§ **Given instruction**: Which lines of the records contain the word "birdhouse"? Pick out and copy each of them.

§ **Excerpted records**:

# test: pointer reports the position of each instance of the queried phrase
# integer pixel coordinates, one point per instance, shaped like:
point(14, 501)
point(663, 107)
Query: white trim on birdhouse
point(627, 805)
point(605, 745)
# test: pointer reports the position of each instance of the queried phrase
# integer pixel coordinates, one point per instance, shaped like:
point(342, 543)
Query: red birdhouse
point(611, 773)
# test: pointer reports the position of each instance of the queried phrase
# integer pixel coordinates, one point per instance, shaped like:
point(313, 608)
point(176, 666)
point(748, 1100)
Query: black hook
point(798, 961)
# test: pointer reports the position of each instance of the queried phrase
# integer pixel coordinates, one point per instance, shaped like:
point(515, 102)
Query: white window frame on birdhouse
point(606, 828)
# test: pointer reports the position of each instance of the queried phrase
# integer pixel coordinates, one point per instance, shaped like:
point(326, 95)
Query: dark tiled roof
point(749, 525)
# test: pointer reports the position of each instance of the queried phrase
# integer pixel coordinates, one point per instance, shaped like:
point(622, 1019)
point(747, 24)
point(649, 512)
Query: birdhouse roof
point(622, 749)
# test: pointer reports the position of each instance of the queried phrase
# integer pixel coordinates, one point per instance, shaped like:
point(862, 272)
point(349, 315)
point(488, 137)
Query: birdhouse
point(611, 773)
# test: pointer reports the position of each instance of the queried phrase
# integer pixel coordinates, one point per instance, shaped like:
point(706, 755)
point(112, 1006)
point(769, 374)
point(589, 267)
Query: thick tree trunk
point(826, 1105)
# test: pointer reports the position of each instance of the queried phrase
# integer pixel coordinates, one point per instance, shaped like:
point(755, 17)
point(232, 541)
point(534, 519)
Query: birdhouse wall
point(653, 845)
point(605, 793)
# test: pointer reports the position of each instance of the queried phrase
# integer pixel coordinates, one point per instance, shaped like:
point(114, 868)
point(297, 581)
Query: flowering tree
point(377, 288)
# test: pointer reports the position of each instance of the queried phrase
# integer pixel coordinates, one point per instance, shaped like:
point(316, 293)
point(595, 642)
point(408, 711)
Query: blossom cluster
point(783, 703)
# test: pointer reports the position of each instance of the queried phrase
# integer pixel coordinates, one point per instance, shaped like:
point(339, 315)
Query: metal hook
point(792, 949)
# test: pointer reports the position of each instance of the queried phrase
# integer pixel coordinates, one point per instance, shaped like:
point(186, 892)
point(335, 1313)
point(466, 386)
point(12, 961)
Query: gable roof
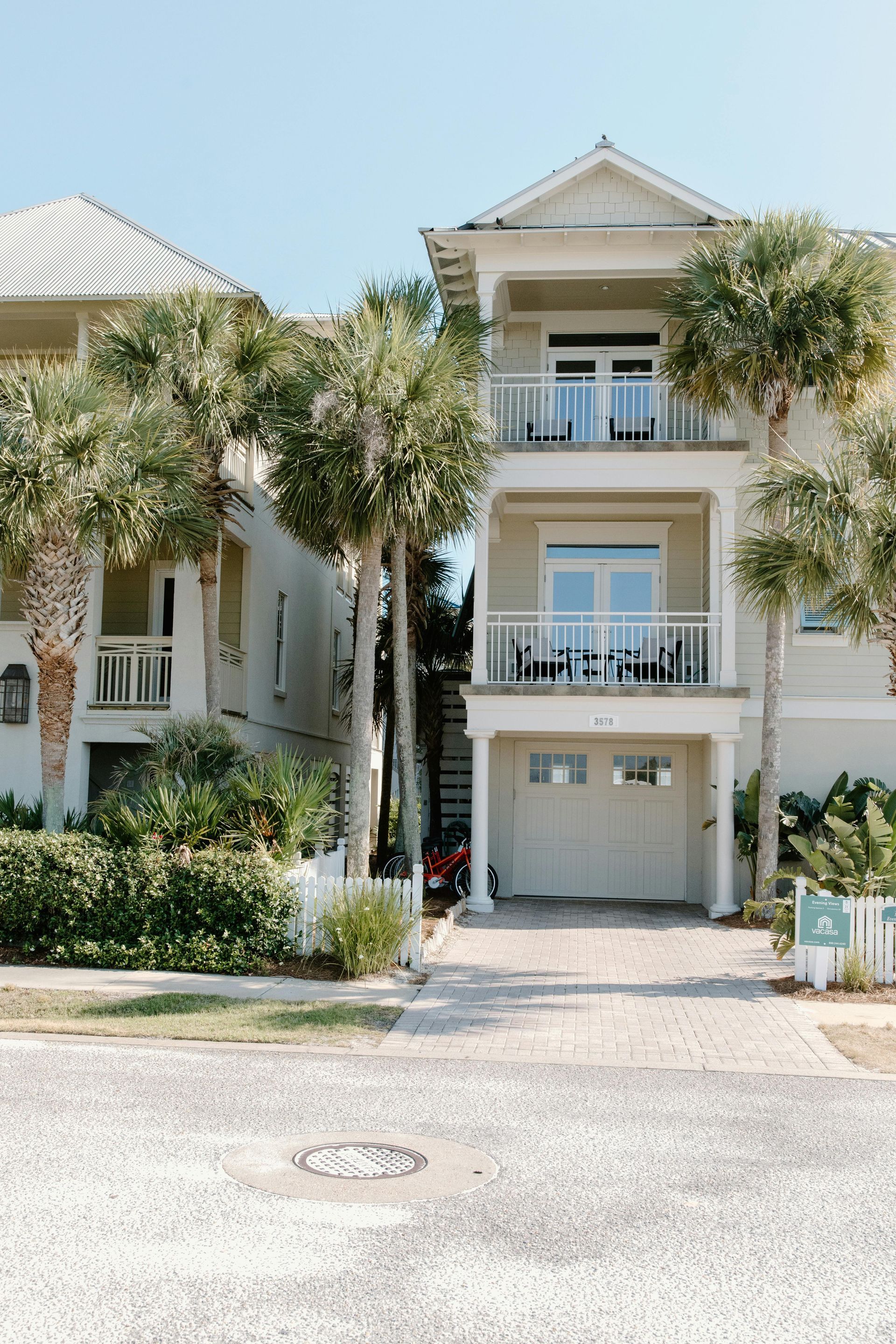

§ **Answer below**:
Query: white trim on birdhouse
Query: red birdhouse
Query: white window frame on birdhouse
Query: birdhouse roof
Query: birdhouse
Query: birdhouse wall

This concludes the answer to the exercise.